▸ **Source material**:
[Start]

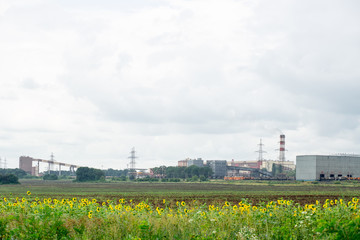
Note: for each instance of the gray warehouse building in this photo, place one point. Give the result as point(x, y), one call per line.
point(321, 167)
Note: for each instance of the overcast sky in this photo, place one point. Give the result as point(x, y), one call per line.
point(88, 80)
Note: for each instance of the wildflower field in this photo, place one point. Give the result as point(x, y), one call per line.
point(100, 215)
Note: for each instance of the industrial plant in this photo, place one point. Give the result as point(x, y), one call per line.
point(259, 168)
point(308, 167)
point(327, 167)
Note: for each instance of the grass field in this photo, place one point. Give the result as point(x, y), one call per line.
point(209, 192)
point(38, 209)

[End]

Return every line of the entries above verbatim, leaving out the pictures.

▸ **Finished task**:
Note: for each instance of the gray warehouse building in this photo, place one point. Give the result as point(x, y), one call per line.
point(321, 167)
Note: for each instance of the overcast sky in this photo, place one point. Give the result as point(x, y), one call per line.
point(88, 80)
Note: for each instance of the wildflower field in this photo, place one point. Give the result as point(x, y), one call per line.
point(100, 215)
Note: for each instance of the industrial plant in this photo, place one point. Give the result as point(x, y), one call per line.
point(259, 168)
point(308, 167)
point(327, 167)
Note: for each instance of the grass field in this photo, place one point. Give the result as point(x, y), one call per line.
point(209, 192)
point(38, 209)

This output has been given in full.